* BEGIN MATERIAL FOR THIS TASK *

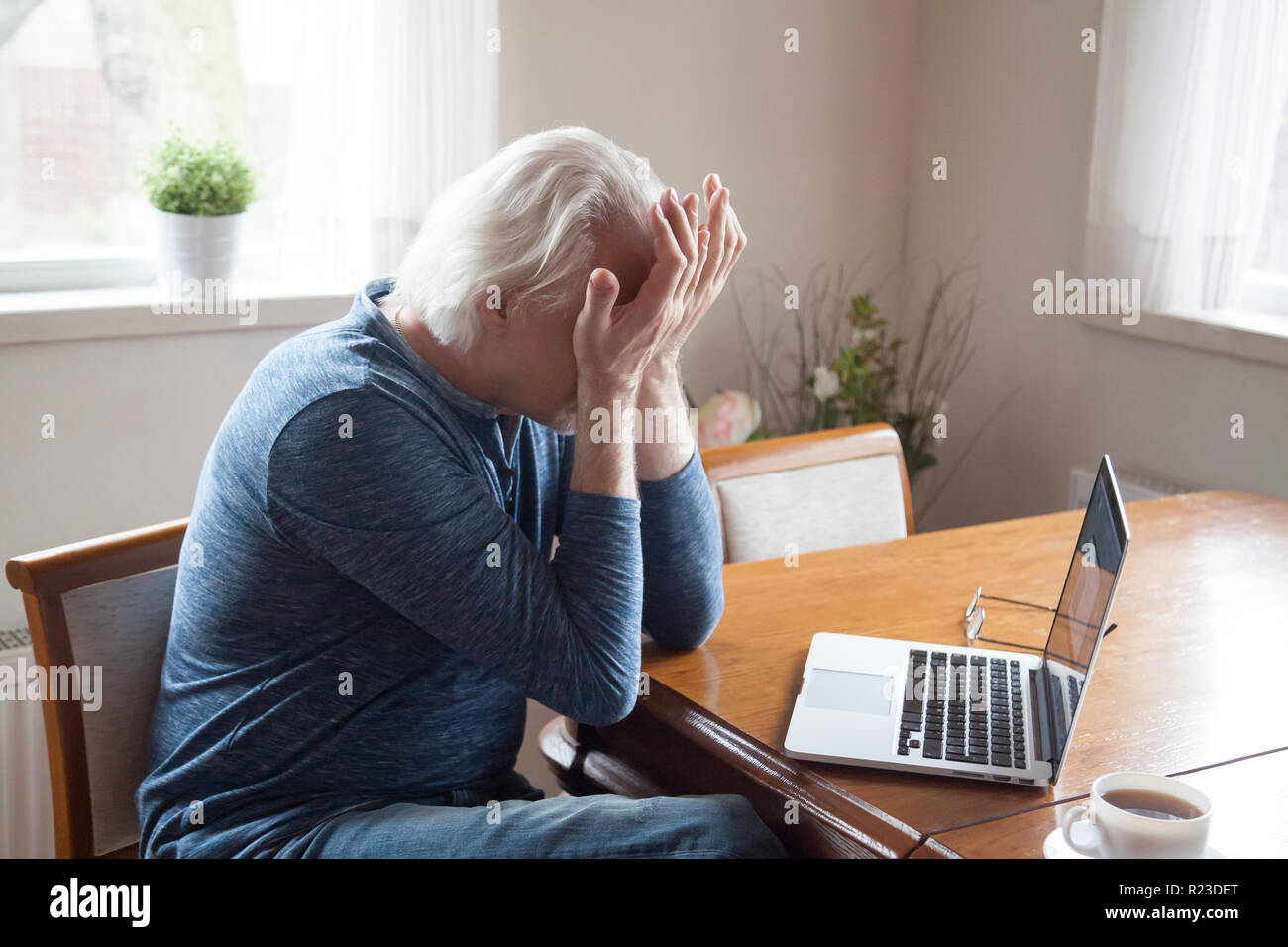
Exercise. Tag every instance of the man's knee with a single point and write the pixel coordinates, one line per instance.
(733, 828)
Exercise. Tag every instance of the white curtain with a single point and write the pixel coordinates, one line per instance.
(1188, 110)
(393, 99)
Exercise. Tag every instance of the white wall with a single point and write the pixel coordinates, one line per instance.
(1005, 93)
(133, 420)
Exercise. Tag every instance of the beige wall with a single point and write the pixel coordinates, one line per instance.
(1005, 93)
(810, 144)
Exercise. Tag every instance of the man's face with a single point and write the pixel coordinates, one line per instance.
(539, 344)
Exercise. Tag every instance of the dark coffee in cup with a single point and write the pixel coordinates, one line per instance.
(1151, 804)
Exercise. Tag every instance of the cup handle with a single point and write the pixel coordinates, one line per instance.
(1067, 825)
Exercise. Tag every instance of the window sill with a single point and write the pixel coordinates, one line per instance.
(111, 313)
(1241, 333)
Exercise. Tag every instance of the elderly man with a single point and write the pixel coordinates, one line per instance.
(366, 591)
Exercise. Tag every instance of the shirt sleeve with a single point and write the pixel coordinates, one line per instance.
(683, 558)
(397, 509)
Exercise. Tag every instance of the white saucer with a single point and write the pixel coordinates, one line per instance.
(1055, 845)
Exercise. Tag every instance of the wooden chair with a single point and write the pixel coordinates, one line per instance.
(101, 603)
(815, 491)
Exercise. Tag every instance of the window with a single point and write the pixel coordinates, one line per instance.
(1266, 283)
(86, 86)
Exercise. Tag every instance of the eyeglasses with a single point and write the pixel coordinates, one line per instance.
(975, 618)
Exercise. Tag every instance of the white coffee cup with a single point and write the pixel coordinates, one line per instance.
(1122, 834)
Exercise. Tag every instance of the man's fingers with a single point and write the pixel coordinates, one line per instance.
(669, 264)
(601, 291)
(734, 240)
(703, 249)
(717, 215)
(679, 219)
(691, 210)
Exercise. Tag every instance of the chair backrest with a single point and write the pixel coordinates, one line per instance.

* END MATERIAL FOR THIS TASK *
* BEGIN MATERIAL FOR THIS TASK *

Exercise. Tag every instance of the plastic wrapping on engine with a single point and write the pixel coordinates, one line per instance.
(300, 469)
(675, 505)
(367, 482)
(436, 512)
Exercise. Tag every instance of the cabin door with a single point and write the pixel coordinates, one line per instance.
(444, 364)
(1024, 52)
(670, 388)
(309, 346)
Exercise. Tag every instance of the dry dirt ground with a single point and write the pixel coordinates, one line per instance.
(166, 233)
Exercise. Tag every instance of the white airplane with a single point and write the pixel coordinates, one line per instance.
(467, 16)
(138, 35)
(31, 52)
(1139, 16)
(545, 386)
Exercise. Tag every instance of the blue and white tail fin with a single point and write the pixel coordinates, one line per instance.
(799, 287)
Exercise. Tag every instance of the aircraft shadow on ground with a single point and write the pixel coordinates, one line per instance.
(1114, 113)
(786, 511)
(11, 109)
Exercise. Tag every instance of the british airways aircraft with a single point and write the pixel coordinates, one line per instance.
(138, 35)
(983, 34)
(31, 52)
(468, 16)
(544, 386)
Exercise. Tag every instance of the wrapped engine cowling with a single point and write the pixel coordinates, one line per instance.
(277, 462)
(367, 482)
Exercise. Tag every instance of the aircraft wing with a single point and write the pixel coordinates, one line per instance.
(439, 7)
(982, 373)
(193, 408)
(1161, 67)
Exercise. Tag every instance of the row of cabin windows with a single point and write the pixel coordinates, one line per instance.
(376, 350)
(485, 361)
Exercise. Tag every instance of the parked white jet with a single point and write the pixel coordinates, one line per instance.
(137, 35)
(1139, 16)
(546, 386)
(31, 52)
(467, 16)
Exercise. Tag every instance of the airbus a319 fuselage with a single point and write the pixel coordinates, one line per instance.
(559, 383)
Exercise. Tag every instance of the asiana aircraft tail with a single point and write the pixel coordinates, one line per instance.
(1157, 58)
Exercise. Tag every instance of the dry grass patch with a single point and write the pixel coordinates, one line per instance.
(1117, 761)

* END MATERIAL FOR THIS TASK *
* BEGIN MATERIAL FOR THIS TASK *

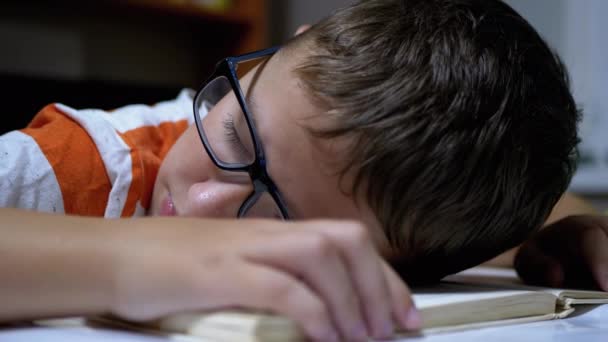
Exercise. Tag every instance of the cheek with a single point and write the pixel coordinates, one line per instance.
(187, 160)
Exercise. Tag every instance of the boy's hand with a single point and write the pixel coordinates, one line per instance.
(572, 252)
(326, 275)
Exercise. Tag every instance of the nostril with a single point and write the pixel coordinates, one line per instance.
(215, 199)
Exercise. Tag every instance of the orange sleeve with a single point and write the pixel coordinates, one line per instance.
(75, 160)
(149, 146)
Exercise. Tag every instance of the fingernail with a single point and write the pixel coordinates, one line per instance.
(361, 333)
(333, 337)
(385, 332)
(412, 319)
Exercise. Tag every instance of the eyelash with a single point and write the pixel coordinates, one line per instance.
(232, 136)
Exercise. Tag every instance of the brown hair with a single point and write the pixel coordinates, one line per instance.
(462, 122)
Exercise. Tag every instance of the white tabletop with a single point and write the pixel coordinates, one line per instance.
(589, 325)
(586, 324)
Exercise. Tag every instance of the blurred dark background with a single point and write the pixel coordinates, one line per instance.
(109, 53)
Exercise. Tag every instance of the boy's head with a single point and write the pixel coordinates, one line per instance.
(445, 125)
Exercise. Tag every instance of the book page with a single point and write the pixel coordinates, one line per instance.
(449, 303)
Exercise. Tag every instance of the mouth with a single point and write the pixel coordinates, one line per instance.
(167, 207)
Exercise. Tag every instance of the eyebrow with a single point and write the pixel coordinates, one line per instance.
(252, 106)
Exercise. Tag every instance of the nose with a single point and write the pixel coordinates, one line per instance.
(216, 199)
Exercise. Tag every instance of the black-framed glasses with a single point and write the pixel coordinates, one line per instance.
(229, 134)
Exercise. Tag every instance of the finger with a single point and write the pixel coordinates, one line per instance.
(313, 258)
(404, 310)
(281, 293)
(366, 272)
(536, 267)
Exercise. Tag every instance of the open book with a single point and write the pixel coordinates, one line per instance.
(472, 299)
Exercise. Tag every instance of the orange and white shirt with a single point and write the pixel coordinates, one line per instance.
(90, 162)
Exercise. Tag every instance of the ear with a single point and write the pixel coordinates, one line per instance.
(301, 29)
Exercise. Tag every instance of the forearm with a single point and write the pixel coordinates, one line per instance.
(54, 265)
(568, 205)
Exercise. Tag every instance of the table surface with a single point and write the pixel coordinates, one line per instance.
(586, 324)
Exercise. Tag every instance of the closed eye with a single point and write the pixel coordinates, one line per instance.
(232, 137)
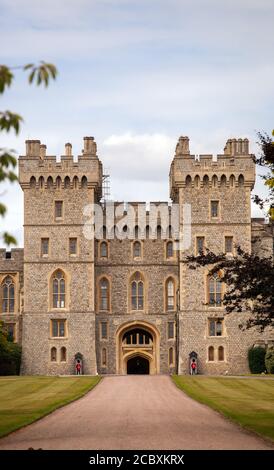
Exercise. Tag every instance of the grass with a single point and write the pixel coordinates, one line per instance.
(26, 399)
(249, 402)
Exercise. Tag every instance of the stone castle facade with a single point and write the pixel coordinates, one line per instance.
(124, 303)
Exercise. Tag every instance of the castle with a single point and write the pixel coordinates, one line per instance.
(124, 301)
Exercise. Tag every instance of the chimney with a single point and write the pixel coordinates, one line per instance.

* END MATERIAL FOR THIS TASK *

### [WORK REQUIRED]
Rescale the records from the line with "Exercise. Tag every instance of the grass" up to and including the line with "Exercise. Tag every instance of the chimney". Reproduce every line in that span, requests included, and multiply each point coordinate in the answers by 0.45, rounding to whole numbers with halves going up.

### [RESPONSE TO THE EXERCISE]
Exercise. Tag every instance of the grass with a single point and write the pixel coordinates, one line per instance.
(12, 180)
(112, 181)
Exercise. Tag every instance of the stone castle facade with a single point and write the pixel coordinates, one line per instance.
(56, 136)
Exercise. Tag every instance of the castle with a single point and write the pixel coordinates, one line per instance.
(56, 135)
Exercise. Tag every instance of the chimney with a single point and write the pixel coordinates, one line per instance.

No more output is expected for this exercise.